#### [Extract provided]
──────

Lipp (2013) included four studies which reported on peritonitis (Ahmad, 2003; Akkersdijk, 1995; Gossner, 1999; Dormann, 2000). Ingraham (2012) also reported on peritonitis. Ahmad (2003) and Ingraham (2017) reported no cases with peritonitis during the whole study period, which lasted respectively seven and 30 days. Gossner (1999) reported cases of peritonitis over seven days. In the antibiotic group one patient developed peritonitis, compared to three patients in the control group. Dormann (2000) reported peritonitis over ten days, which included one case of peritonitis in the control group. Akkersdijk (1995) reported three cases of peritonitis in the control group over 30 days. Due to low numbers, data were not pooled.

 

Length of hospital stay

None of the included studies reported on the outcome measure length of hospital stay.

 

PEG or PRG removal

Lipp (2013) included three studies which reported on PEG removal (Preclik, 1999; Gossner, 1999; Dormann, 2000). Preclik (1999) reported one reinsertion of a PEG tube due to leakage leading to peritonitis. In the study of Gossner (1999) four patients required PEG removal due to local peritonitis. This was also the case for one patient in the study of Dormann (2000). In all studies, it was not clear in which treatment group these patients were allocated to. Ingraham (2017) also reported on PEG removal, but in all 68 patients there was no need to remove the PEG tube.

 

Level of evidence of the literature

The level of evidence of the literature was assessed per comparison and outcome, using the GRADE-methodology. Evidence from RCTs started at HIGH certainty. The level of evidence was downgraded to MODERATE, LOW or VERY LOW certainty, in case of risk of bias, inconsistency, indirectness, imprecision, or publication bias. GRADE-methodology was not applied in the Cochrane review of Lipp (2013), which might have led to differences in recommendations between the Cochrane review and this guideline document.

 

Peristomal infection

The level of evidence regarding the outcome measure peristomal infections is moderate. The level of evidence for RCT’s starts high, but was downgraded by 1 level due to imprecision. The 95%CI of the effect estimate did not cross the threshold for clinical relevance (RR 0.80/RR 1.25), but number of events was low (< 300). This was the reason that we downgraded for imprecision.

 

Mortality

The level of evidence regarding the outcome measure mortality is very low. The level of evidence for RCT’s starts high, but was downgraded to low due to serious imprecision (2 levels) and risk of bias (1 level). Total number of events was very low (< 300, imprecision). There was risk of bias in part of the included trials, since allocation concealment was not clear (Akkersdijk, 1995; Dormann, 2000; Gossner, 1999). Furthermore, is not clear which cases of mortality were related to use of prophylactic antibiotics. In most studies deaths were stated as not associated with antibiotics.

 

Systemic infection

The level of evidence regarding the outcome measure systemic infections is low. The level of evidence for RCT’s starts high but was downgraded by 2 levels because of imprecision (1 level) and risk of bias (1 level). The 95%CI of the effect estimate crossed the threshold for clinical relevance (RR 0.80/RR 1.25, imprecision). There was risk of bias in the study of Dormann (2000) since allocation concealment was not clear and trial was not placebo controlled. Furthermore, at baseline more patients in the control group had concomitant diseases (P>0.05). And lastly, the included studies differed with regard to the definition of systemic infections.

──────

#### [Supplied data]
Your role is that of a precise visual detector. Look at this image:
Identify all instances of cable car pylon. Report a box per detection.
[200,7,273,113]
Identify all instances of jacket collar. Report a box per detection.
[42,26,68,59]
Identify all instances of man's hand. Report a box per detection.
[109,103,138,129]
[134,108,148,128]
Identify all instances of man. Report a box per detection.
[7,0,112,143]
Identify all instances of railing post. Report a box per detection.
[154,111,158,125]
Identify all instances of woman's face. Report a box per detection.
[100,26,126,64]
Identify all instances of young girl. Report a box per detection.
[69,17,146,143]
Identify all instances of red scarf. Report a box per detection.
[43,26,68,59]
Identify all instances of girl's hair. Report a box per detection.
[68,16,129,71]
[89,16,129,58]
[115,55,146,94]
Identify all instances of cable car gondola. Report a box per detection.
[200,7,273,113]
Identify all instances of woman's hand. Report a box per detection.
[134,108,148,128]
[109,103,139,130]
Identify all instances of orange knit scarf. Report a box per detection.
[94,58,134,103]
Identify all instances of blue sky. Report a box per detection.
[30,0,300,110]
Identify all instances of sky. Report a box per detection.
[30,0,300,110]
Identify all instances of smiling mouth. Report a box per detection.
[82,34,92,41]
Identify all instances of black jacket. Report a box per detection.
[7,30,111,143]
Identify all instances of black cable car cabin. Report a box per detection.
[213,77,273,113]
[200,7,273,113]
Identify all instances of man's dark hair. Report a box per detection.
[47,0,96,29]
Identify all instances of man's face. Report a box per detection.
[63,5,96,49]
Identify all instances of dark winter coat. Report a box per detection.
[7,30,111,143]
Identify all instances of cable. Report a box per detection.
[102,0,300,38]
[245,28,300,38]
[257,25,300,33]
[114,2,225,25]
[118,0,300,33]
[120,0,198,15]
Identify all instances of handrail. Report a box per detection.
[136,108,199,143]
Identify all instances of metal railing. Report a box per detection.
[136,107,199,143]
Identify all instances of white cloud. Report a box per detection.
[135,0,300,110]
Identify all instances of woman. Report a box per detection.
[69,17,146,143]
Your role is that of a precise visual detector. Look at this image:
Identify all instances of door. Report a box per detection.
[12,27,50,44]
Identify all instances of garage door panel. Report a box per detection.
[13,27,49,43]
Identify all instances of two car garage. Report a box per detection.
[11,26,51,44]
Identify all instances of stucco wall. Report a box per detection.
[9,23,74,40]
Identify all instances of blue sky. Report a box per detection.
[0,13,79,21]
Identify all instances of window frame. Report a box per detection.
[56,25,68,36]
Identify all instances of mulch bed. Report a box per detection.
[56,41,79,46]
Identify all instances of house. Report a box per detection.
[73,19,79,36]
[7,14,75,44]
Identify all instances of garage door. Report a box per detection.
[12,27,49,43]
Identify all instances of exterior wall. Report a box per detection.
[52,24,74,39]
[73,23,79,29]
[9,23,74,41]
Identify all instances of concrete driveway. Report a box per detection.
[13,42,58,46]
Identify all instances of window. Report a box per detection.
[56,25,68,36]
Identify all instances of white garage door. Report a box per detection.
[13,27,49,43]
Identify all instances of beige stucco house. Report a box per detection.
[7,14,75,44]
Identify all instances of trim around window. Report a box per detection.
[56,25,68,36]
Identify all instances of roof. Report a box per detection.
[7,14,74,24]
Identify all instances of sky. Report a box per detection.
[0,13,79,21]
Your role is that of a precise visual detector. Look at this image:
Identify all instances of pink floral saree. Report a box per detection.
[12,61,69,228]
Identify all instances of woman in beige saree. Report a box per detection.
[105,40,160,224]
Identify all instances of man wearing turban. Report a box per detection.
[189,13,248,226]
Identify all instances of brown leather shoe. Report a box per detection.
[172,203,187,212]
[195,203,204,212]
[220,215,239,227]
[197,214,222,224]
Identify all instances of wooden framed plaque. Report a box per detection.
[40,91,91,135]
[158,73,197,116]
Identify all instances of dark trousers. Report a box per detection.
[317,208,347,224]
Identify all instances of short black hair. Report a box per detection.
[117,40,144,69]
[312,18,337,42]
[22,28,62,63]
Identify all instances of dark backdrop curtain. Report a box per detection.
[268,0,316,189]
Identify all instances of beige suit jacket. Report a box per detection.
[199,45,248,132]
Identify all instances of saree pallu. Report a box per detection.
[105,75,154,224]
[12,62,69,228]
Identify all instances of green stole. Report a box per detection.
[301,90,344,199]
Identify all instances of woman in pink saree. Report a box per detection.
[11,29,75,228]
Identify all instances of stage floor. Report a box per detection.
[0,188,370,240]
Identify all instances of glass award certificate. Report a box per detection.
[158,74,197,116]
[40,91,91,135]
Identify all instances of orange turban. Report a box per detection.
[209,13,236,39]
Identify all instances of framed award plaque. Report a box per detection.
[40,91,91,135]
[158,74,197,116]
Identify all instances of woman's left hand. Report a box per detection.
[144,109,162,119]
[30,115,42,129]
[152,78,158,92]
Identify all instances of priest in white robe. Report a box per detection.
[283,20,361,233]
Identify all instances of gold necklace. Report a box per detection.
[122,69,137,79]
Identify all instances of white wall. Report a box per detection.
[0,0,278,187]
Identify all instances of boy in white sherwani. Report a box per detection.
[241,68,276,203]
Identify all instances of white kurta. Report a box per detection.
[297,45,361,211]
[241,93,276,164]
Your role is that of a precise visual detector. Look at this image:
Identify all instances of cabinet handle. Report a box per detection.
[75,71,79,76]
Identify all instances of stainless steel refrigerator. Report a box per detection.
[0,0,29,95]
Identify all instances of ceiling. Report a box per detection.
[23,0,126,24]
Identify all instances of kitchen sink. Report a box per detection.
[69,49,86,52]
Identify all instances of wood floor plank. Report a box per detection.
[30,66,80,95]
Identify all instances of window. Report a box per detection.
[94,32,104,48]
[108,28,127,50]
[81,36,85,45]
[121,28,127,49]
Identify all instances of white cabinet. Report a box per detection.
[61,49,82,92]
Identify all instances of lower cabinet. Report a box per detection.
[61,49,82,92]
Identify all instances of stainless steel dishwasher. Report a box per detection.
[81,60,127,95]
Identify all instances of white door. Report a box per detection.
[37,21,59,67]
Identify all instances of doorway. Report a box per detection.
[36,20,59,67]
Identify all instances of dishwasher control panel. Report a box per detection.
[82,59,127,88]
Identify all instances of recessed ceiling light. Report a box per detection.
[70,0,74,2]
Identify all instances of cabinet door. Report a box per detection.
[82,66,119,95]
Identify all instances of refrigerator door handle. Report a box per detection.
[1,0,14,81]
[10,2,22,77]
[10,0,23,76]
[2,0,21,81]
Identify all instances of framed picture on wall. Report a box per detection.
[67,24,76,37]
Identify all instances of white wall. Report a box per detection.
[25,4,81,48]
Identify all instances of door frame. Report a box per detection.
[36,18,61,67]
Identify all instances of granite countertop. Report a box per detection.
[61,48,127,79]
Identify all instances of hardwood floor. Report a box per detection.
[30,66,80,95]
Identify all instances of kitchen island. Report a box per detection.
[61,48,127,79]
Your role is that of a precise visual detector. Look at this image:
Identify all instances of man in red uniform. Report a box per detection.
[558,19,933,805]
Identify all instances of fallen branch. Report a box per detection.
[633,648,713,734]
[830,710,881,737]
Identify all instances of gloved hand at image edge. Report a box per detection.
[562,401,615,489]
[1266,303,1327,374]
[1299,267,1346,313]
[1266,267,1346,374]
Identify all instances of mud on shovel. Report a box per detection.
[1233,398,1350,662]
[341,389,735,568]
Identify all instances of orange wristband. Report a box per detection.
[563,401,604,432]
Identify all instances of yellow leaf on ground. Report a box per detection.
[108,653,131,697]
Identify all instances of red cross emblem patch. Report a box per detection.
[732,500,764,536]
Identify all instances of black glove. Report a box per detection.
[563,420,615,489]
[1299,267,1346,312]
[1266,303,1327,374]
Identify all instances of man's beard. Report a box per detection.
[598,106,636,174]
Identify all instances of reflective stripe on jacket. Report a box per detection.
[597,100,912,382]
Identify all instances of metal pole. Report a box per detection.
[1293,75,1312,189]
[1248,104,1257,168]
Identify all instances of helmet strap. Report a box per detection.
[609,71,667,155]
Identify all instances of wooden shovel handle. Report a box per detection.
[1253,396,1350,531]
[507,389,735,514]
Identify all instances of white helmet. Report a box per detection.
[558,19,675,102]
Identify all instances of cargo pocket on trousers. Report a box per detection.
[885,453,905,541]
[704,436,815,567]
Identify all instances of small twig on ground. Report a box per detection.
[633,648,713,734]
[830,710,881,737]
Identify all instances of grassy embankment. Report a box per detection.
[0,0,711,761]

──────

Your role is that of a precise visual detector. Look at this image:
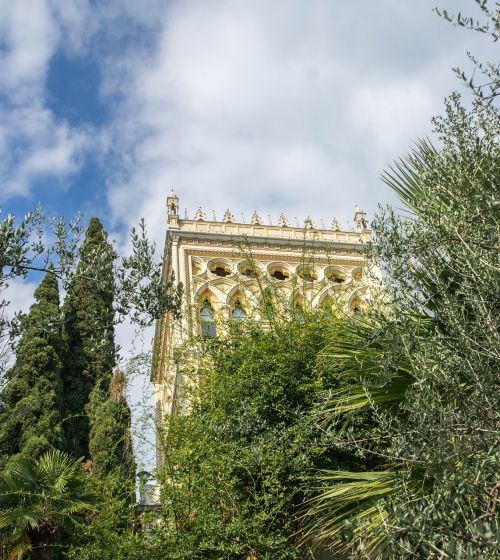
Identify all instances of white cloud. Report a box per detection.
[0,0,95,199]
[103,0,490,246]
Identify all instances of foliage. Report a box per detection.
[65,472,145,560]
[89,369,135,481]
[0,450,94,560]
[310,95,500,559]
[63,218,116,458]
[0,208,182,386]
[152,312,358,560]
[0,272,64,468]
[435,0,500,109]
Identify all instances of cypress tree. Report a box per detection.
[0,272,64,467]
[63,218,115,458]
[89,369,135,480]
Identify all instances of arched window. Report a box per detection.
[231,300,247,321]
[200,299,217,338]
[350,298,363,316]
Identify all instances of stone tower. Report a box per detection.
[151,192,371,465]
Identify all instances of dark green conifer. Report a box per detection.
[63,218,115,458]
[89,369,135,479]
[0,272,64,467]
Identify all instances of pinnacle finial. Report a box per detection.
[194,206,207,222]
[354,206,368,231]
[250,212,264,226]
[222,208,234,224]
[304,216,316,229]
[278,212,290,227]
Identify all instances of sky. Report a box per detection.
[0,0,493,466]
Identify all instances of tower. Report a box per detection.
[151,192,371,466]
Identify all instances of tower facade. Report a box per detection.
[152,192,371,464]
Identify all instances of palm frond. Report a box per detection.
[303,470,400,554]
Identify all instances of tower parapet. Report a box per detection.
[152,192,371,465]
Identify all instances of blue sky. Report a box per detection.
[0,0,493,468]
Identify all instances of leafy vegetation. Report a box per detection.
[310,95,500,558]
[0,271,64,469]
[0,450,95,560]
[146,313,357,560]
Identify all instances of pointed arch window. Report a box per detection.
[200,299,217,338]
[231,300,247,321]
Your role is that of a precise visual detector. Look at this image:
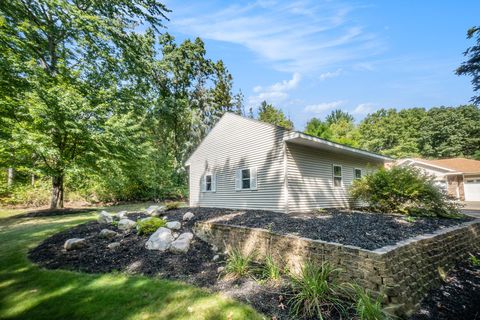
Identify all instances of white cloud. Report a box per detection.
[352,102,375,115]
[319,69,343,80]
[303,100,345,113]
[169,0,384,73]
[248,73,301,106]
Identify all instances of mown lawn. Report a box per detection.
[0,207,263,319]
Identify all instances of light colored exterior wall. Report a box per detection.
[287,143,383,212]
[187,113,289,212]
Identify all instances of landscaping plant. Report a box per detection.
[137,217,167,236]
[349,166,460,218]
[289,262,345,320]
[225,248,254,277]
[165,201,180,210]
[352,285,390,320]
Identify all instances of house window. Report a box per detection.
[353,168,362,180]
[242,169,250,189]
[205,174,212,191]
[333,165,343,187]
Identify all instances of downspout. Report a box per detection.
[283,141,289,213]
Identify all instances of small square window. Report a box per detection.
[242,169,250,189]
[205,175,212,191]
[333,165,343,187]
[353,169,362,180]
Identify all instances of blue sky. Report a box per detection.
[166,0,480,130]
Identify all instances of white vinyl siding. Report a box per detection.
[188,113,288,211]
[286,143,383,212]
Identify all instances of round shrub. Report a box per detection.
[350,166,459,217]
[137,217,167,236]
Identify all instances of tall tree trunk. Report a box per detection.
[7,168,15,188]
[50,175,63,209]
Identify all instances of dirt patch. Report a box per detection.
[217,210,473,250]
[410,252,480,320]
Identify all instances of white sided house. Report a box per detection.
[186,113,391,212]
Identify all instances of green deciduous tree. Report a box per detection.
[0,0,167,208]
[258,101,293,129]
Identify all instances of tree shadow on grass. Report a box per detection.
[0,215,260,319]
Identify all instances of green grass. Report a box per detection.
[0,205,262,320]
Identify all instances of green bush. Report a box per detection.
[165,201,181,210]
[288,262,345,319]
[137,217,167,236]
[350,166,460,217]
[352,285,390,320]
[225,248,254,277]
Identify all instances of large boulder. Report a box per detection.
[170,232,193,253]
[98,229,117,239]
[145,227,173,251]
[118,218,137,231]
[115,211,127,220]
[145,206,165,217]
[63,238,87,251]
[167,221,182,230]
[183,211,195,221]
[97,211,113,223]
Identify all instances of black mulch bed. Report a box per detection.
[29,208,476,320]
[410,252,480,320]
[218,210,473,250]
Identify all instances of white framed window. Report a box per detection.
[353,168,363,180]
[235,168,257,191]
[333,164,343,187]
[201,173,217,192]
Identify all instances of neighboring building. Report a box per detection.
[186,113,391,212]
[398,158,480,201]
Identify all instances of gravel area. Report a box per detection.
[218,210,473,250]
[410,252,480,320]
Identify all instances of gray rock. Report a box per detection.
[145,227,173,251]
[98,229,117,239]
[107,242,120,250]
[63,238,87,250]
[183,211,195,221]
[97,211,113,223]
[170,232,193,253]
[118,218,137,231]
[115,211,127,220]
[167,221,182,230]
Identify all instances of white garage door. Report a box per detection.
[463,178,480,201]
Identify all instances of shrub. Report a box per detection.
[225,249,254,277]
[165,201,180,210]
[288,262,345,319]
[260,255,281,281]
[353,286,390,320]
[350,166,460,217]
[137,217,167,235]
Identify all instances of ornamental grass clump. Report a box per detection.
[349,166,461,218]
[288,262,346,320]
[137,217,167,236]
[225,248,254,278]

──────

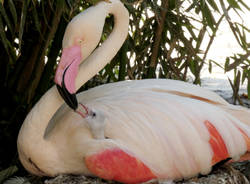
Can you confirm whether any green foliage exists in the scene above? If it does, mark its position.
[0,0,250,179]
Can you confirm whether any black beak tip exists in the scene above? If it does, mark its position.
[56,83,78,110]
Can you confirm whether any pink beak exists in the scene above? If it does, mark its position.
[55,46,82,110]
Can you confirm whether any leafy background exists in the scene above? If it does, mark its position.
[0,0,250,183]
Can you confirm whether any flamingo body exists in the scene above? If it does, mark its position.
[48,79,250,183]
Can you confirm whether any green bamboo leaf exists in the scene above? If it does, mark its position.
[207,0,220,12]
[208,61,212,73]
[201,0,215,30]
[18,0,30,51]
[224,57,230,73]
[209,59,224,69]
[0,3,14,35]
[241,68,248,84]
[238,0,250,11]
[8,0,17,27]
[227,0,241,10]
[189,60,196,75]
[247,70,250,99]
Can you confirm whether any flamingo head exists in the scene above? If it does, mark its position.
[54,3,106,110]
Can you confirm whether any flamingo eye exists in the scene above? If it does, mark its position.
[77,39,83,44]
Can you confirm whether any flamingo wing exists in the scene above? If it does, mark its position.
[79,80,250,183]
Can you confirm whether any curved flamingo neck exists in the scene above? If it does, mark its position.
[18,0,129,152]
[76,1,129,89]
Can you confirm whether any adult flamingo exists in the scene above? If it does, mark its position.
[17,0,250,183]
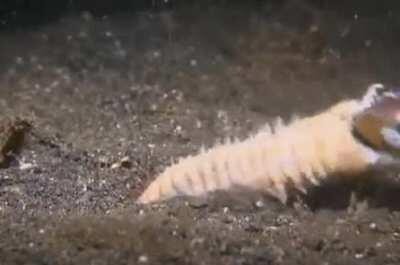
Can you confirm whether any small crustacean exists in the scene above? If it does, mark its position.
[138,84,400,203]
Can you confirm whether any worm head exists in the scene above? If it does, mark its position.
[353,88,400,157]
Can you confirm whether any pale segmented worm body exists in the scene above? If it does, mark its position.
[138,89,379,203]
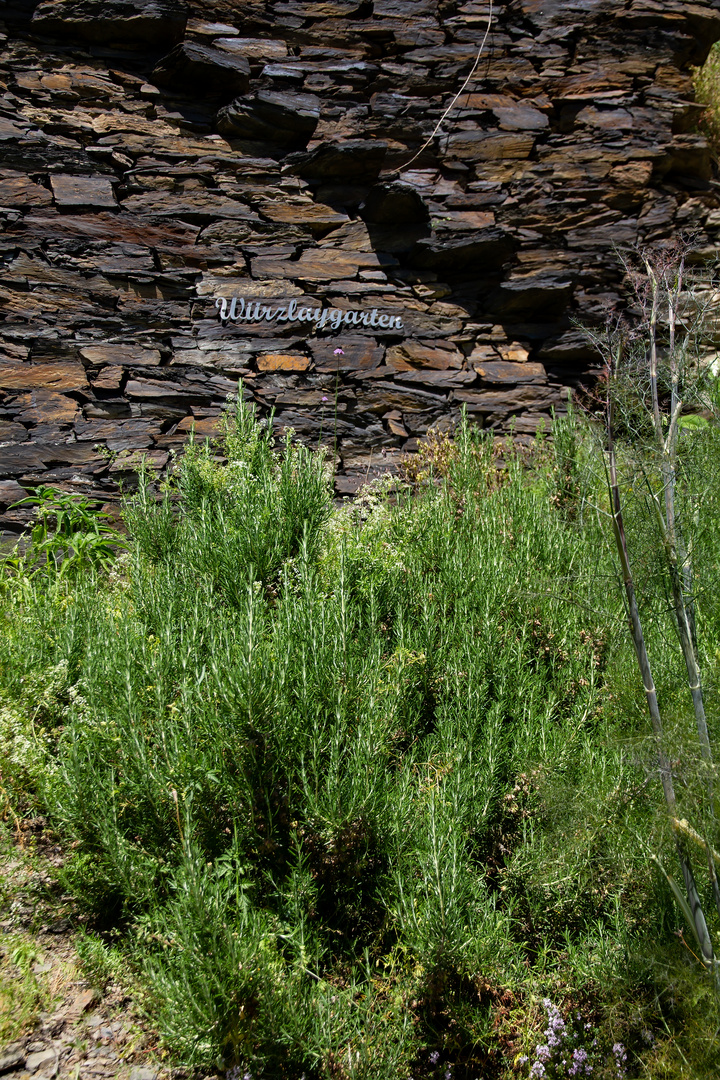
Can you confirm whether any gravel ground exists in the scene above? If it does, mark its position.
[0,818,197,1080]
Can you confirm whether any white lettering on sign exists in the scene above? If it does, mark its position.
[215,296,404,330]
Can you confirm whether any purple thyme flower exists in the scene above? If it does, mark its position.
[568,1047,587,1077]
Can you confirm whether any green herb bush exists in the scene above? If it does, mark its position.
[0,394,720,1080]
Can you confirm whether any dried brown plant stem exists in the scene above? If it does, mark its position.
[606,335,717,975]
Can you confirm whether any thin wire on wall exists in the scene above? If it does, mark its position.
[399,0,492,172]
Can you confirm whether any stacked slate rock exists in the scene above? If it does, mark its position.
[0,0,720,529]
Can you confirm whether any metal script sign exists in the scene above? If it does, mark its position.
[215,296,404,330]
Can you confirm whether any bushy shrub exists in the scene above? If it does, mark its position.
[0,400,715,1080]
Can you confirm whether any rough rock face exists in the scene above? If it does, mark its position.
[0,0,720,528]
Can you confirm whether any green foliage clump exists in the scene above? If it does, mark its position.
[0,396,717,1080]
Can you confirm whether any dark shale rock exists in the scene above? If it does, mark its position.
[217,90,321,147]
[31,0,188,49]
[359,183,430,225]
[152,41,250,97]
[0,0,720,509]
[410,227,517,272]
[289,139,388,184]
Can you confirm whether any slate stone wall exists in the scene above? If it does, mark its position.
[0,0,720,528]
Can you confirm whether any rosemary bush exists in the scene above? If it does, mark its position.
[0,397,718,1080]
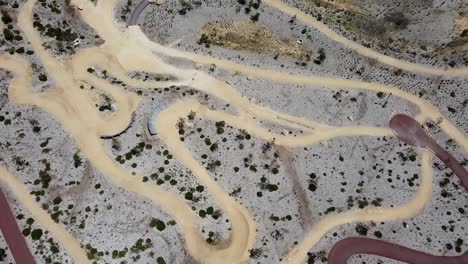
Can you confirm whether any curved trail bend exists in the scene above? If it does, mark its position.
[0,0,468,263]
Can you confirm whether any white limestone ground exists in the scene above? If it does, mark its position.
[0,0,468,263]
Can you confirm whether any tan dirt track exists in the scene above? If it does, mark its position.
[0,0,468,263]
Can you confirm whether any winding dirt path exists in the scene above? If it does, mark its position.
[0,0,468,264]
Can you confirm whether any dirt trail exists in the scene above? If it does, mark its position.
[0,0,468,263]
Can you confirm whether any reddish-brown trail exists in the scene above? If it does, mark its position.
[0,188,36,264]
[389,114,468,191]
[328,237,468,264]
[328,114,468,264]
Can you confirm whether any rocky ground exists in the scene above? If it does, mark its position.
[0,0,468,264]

──────

#### [Prompt]
Could you carry on the guideline text on prophylactic antibiotics for PEG or PRG tubes, starting right after its last sentence? The rows have nothing to do with the guideline text on prophylactic antibiotics for PEG or PRG tubes.

#### [Answer section]
 

Peritonitis

Due to few events, it was not possible to draw conclusions on the effect of prophylactic use of systemic antibiotics on peritonitis, compared to placebo or no treatment in patients undergoing PEG placement. 

 

Length of hospital stay

None of the included studies did report on the outcome measure length of hospital stay.

 

PEG or PRG removal

Due to few events, it was not possible to draw conclusions on the effect of prophylactic use of systemic antibiotics on PEG removal, compared to placebo or no treatment in patients undergoing PEG placement. 

 

Although our literature search focused on the effects of prophylactic antibiotic in patients undergoing PEG or PRG tube placement, most research is performed with PEG procedures. Strictly, we can therefore not draw conclusions on the effects of prophylactic antibiotics in patients undergoing PRG placement. However, the working group does not expect that different results will be found for patients undergoing PRG tube placements.

Search and select

A systematic review of the literature was performed to answer the following question:

What are the (un)desirable effects of a gift prophylactic antibiotic in patients undergoing PEG or PRG placement?

 

P: patients undergoing placement of a percutaneous endoscopic gastrostomy or percutaneous radiologic gastrostomy;

I: prophylactic antibiotic;

C: no intervention, placebo;

O: mortality, peristomal infection, systemic infection, peritonitis, length of hospital stay, PEG or PRG removal.

 

Relevant outcome measures

The guideline development group considered mortality, peristomal infection and PEG or PRG removal as critical outcome measures for decision making; and systemic infection and length of hospital stay as important outcome measures for decision making.

 

The working group defined the outcome measures as follows:

  • Peristomal infection is defined as peristomal infections up to 30 days after PEG or placement.
  • Mortality is defined as mortality up to 30 days after PEG or placement.
  • Peritonitis is defined as peritonitis up to 30 days after PEG or placement.

A priori, the working group did not define the outcome measure systemic infections, length of hospital stay and PEG or removal but used the definitions used in the studies.

 

For the outcome measures mortality, peritonitis and removal of PEG or a difference of at least 10% in relative risk was defined as a clinically relevant difference (RR< 0.91/RR> 1.10). To clarify; this means that a relative risk on mortality of 0.85 in favor of the antibiotic group as compared to the placebo group is a clinically relevant difference. On the other hand, a relative risk on mortality of 0.95 in favor of the antibiotic group is not clinically relevant different from the placebo group. For other outcome measures, a difference of at least 25% in relative risk was defined as a clinically relevant difference (RR< 0.8/RR> 1.25; default). For the continuous outcome measure length of hospital stay a difference of 0.5SD (default) was defined as a clinically relevant difference.

 

Search and select (Methods)

The databases Medline (via OVID) and Embase (via Embase.com) were searched with relevant search terms until 2 December 2019. The detailed search strategy is depicted under the tab Methods. Studies were selected based on the following criteria: systematic reviews or RCT’s focusing on adult patients undergoing PEG placement and use of antibiotic prophylaxis.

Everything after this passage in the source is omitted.